=== Dataset content ===
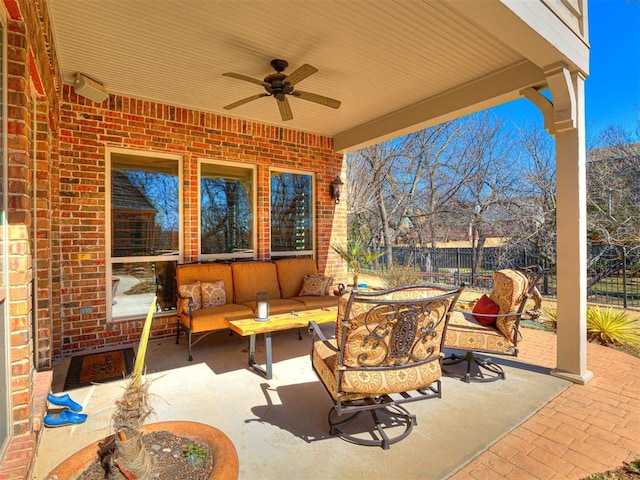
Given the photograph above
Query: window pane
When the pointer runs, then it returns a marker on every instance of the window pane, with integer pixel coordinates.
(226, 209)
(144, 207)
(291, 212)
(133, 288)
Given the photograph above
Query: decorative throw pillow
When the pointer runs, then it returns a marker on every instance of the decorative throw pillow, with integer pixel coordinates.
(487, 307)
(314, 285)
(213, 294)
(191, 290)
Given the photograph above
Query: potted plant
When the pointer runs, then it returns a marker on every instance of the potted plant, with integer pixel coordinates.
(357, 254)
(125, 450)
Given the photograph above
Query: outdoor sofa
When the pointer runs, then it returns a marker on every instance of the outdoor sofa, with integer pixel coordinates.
===
=== Dataset content ===
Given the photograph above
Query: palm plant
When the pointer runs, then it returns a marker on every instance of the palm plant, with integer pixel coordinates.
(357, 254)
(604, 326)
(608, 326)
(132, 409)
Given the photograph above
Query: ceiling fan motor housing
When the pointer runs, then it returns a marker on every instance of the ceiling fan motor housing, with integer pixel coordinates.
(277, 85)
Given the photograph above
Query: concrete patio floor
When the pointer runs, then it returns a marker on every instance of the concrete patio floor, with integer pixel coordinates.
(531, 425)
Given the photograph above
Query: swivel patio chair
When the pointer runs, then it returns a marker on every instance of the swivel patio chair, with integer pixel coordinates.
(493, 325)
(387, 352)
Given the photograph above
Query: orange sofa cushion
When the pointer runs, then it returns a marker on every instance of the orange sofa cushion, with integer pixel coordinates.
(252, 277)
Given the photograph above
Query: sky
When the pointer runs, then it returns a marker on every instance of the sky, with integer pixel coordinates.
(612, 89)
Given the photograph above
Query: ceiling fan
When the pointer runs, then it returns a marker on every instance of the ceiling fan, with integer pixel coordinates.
===
=== Dataset content ===
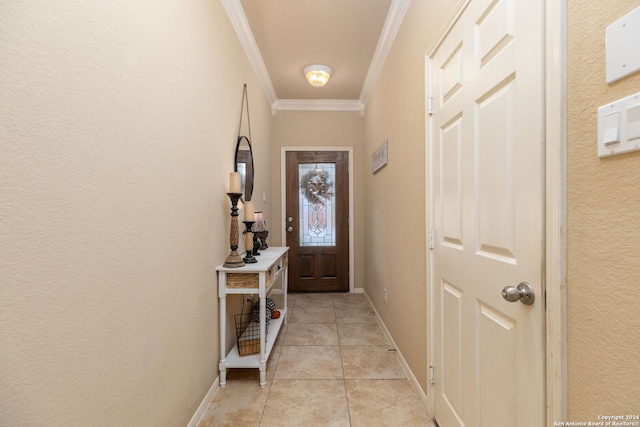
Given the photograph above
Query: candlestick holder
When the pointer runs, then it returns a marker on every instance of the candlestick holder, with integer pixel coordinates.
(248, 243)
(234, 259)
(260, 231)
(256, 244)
===
_Task directions_
Locate each line in the data above that contains the word "housing", and copy those lines.

_Output for this exercise_
Query: ceiling fan motor housing
When the pointer runs, then it returns a marker on every instance of the ceiling fan motor housing, with integer pixel coordinates.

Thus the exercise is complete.